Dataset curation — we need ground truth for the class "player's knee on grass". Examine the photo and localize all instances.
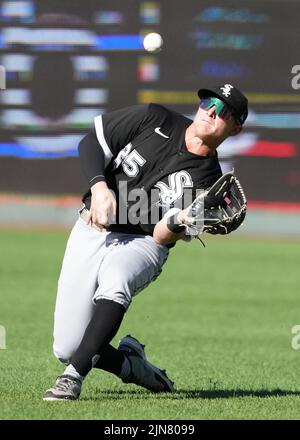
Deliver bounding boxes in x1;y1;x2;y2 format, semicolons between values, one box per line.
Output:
53;344;75;364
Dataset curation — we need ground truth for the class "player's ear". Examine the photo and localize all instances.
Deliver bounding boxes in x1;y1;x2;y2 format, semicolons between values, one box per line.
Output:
230;125;243;136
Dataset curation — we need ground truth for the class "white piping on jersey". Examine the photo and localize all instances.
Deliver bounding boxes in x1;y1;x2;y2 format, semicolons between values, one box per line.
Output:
94;115;113;166
154;127;169;139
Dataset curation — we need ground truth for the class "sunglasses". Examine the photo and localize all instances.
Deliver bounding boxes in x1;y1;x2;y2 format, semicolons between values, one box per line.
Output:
199;96;233;121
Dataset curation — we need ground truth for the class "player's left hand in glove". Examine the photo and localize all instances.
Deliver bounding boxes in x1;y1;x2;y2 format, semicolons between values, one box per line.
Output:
178;172;247;237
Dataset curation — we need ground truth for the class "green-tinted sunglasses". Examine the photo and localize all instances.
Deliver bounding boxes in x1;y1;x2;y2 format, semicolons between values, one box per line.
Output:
200;96;233;121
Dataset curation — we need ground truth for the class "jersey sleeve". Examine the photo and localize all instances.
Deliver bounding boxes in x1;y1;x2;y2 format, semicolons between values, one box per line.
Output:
94;105;148;162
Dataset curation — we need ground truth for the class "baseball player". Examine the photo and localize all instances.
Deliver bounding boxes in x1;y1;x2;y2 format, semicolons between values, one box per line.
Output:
44;84;248;400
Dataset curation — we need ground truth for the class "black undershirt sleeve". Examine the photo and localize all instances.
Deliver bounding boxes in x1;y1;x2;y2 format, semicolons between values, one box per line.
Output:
78;130;105;188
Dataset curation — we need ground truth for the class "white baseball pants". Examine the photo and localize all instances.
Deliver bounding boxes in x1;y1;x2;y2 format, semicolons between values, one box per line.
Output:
53;217;169;362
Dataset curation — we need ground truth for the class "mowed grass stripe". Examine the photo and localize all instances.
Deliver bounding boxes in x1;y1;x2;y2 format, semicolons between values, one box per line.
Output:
0;231;300;420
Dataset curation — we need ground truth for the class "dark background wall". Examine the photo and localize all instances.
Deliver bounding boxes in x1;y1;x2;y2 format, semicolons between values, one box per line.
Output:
0;0;300;207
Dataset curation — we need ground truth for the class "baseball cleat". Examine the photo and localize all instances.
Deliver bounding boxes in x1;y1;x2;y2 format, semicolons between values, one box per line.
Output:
118;335;175;393
43;375;81;400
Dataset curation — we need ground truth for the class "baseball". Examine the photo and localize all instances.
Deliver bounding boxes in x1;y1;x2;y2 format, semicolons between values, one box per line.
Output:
143;32;163;52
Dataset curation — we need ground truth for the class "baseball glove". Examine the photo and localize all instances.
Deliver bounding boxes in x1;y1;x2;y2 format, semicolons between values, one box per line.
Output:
183;172;247;236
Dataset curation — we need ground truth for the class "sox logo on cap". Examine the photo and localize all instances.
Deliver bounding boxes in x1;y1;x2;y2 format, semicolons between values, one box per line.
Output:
221;84;234;98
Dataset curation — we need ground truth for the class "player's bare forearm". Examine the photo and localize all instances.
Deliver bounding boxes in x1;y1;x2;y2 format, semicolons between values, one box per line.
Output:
153;216;185;245
88;182;116;227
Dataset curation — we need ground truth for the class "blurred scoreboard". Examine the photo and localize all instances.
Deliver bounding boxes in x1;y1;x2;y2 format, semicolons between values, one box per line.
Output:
0;0;300;207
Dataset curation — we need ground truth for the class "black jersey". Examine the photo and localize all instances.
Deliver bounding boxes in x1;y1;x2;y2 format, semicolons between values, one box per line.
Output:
82;104;222;235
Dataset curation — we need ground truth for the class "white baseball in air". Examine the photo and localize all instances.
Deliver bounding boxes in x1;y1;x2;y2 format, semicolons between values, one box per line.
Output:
143;32;163;52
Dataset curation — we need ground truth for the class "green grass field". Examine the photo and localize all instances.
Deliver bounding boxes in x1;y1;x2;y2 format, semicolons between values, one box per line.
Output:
0;231;300;420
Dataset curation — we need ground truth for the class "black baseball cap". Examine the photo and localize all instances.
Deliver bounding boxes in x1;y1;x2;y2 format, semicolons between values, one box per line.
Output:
198;84;248;125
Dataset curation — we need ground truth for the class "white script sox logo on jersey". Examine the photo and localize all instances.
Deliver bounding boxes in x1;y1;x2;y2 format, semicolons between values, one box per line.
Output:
114;142;146;177
155;171;193;206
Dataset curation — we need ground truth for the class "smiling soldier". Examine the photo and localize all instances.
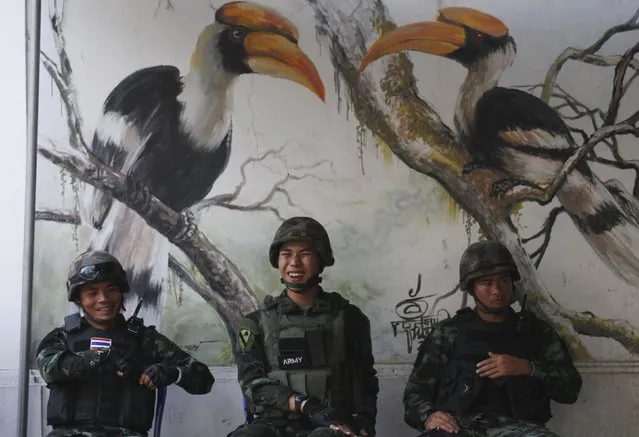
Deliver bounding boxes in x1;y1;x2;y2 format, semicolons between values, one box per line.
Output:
37;251;213;437
232;217;379;437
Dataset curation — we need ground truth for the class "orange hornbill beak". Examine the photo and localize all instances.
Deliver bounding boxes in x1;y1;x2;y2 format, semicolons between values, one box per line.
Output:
359;7;508;73
216;2;325;101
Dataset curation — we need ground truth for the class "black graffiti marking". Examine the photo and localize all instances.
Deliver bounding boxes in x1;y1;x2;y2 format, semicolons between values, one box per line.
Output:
391;273;450;354
395;273;435;320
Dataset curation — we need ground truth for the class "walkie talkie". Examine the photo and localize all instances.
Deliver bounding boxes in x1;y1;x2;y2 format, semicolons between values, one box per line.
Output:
126;297;144;335
517;294;528;332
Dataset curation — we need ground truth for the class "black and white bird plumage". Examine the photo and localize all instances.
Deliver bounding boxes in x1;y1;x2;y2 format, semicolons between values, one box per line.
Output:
82;2;324;324
360;7;639;286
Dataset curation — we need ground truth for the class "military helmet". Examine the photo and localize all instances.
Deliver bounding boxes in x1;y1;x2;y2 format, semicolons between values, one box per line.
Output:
459;241;520;294
67;250;129;302
268;217;335;268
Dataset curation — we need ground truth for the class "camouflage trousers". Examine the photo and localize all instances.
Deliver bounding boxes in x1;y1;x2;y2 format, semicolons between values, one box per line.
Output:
229;423;344;437
420;416;559;437
47;426;148;437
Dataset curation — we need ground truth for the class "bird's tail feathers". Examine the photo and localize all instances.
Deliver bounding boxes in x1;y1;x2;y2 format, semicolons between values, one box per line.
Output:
557;172;639;287
90;202;169;326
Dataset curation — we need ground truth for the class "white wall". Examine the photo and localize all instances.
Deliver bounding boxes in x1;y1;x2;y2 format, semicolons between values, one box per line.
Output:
0;0;26;369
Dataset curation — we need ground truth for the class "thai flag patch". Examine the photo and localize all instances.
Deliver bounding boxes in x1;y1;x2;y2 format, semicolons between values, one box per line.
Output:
89;337;111;350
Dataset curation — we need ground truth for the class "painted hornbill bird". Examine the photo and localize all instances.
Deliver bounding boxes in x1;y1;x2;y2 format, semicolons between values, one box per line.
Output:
83;2;325;318
360;7;639;286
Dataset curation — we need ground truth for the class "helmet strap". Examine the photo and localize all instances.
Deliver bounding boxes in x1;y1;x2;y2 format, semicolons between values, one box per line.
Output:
472;290;514;314
280;275;322;294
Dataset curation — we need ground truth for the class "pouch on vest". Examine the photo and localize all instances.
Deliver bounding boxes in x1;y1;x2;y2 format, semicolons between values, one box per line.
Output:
277;329;310;370
437;366;483;415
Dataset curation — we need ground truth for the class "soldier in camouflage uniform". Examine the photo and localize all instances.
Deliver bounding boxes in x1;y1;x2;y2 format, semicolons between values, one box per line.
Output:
231;217;379;437
37;251;213;437
404;241;582;437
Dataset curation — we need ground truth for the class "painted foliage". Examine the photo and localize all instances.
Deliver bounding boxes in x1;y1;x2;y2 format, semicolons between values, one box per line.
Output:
35;0;639;364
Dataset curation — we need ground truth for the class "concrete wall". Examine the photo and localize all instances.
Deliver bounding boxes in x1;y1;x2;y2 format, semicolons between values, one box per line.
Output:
0;0;639;437
0;363;639;437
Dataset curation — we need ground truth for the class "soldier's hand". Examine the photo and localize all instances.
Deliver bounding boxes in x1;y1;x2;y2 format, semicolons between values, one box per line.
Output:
139;364;180;390
302;397;355;435
424;411;459;434
477;352;532;378
353;414;375;437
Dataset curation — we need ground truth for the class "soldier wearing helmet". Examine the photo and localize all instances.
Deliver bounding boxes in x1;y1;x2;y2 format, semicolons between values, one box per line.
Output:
404;241;582;437
36;251;213;437
231;217;379;437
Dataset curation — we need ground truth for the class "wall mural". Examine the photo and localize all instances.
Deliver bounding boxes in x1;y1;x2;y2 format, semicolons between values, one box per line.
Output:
34;0;639;365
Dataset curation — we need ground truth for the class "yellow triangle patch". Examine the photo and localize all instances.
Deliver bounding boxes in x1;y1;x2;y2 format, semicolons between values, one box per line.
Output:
238;329;253;350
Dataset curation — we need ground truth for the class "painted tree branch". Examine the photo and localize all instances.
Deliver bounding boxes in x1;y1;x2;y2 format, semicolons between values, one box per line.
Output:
562;311;639;354
508;120;639;204
39;147;258;340
192;142;335;221
307;0;639;359
35;209;232;313
606;42;639;125
35;210;80;226
541;9;639;103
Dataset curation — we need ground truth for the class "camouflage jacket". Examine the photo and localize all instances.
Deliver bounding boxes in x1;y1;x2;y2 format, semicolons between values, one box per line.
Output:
235;291;379;423
403;306;582;430
36;316;214;394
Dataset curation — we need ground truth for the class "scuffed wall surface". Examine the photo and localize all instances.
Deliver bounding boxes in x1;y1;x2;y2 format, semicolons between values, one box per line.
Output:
34;0;639;372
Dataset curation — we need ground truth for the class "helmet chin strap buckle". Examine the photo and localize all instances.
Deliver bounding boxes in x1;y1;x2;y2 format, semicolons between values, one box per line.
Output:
280;276;322;294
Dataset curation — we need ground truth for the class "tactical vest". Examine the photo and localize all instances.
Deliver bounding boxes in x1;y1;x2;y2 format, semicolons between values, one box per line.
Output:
47;312;155;433
256;293;352;419
437;310;551;423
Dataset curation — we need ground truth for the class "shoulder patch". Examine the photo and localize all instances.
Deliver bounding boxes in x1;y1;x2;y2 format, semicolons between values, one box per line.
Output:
263;294;277;311
328;291;350;308
237;315;260;351
237;328;255;351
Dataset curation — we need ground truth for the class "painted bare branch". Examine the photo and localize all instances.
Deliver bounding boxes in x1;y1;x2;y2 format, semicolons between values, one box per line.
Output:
541;9;639;103
307;0;636;360
39;146;258;340
606;42;639;125
35;210;80;226
192;142;335;221
39;0;258;342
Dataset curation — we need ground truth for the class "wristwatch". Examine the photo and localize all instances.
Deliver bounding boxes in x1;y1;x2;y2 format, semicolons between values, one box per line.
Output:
295;393;309;413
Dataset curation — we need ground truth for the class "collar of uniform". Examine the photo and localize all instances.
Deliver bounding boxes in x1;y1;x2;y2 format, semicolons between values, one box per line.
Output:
277;287;331;314
81;313;126;328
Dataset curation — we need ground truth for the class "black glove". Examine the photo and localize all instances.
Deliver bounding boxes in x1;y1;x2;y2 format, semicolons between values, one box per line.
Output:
353;414;375;437
302;396;348;427
110;347;144;379
144;364;180;387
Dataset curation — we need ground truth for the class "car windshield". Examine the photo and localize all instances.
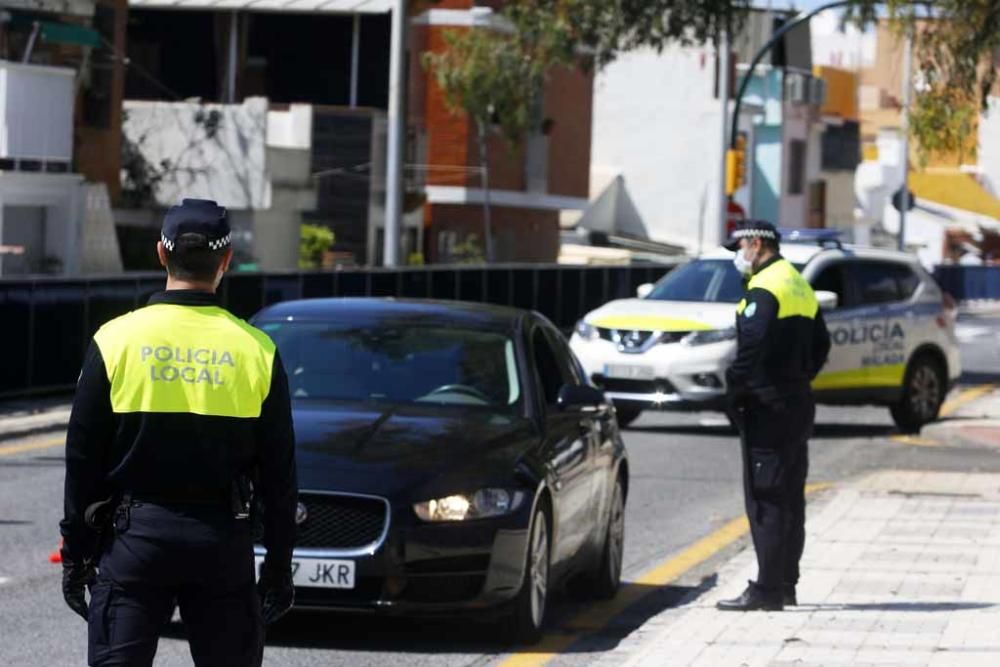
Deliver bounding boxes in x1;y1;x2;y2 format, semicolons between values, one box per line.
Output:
646;259;744;303
259;321;521;409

⁂

→ **Aim**
How many lines of the records above contain the string "helmet"? State only the number.

→ **Result**
4